In this study, we investigated the interactions of mammalian export components with different RNA substrates. We find that export components UAP56 and ALYREF are recruited to spliced mRNA in an EJC- and cap-dependent manner. We identified four short, conserved, linear motifs present in proteins involved in mRNP processing and export, providing a systematic view into the family of export adaptors. Finally, we show that short linear motif in ALYREF (WxHD) is required for its in vitro binding to spliced RNA and for efficient export of spliced mRNAs in vivo. Together, these findings expand our view on how nuclear mRNA processing during splicing orchestrates the recruitment of export factors to the RNA and provide insight in to the role of short linear motifs in this process.

MATERIALS AND METHODS

Plasmids and cloning

DDX39 and UAP56 were obtained by reverse transcription (RT)-PCR using HeLa cells RNA. ALYREF was amplified by PCR from plasmid DNA (Origene). ALYREF deletion mutants: 1–106, 106-ter, 1–187, RRM, ΔN15, ΔC53 and ΔN15/ΔC53 were generated using PCR. ALYREF 87 WQHD/DQAK 90 was generated by site-directed mutagenesis. Expression vectors for FLAG CBP80, FLAG Y14 and FLAG SELOR were described previously (31) (Figures 1 and 2).

Figure 1.

:: Information shown ::
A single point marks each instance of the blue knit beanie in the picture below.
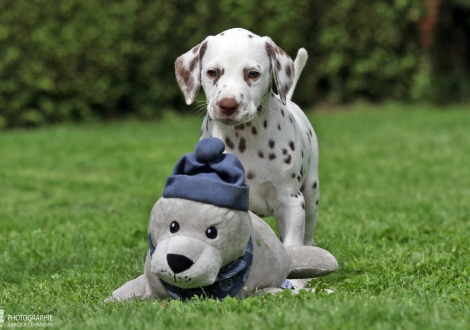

:: Exercise directions ::
Reproduce the mRNA export excerpt word for word, beginning at the words "In this study, we" and stopping after "in this process.". Work only from the mRNA export excerpt.

:: Output for this task ::
In this study, we investigated the interactions of mammalian export components with different RNA substrates. We find that export components UAP56 and ALYREF are recruited to spliced mRNA in an EJC- and cap-dependent manner. We identified four short, conserved, linear motifs present in proteins involved in mRNP processing and export, providing a systematic view into the family of export adaptors. Finally, we show that short linear motif in ALYREF (WxHD) is required for its in vitro binding to spliced RNA and for efficient export of spliced mRNAs in vivo. Together, these findings expand our view on how nuclear mRNA processing during splicing orchestrates the recruitment of export factors to the RNA and provide insight in to the role of short linear motifs in this process.